# OBJECTIVE
Edit the listing below, replacing every occurrence of "largest disc" with "biggest circle" and leaving everything else unchanged. Omit the pictures from your answer.

Image point annotation entries
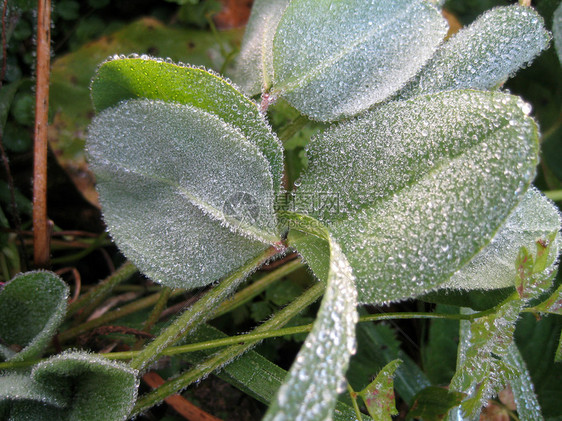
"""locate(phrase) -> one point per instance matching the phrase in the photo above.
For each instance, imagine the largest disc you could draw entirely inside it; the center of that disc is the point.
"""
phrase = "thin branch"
(41, 234)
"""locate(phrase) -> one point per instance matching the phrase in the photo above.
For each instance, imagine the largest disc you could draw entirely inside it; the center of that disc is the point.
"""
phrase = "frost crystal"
(310, 391)
(484, 54)
(425, 190)
(534, 219)
(254, 69)
(334, 59)
(185, 196)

# THE RESPONSE
"""locate(phrase) -> one point per instance matching the phrase in the photo above.
For each instance, imagine the biggest circle you could draw entirely inside it; the center of that disc is the point.
"""
phrase = "thin branch"
(41, 234)
"""locate(phrase) -> one point per instance matching the phrase in the photo above.
For each instance, imagine the biggest circle you could draw entirely inside it; the center of that disc is the point.
"""
phrase = "frost crystal"
(310, 391)
(484, 54)
(425, 190)
(534, 219)
(254, 69)
(334, 59)
(185, 196)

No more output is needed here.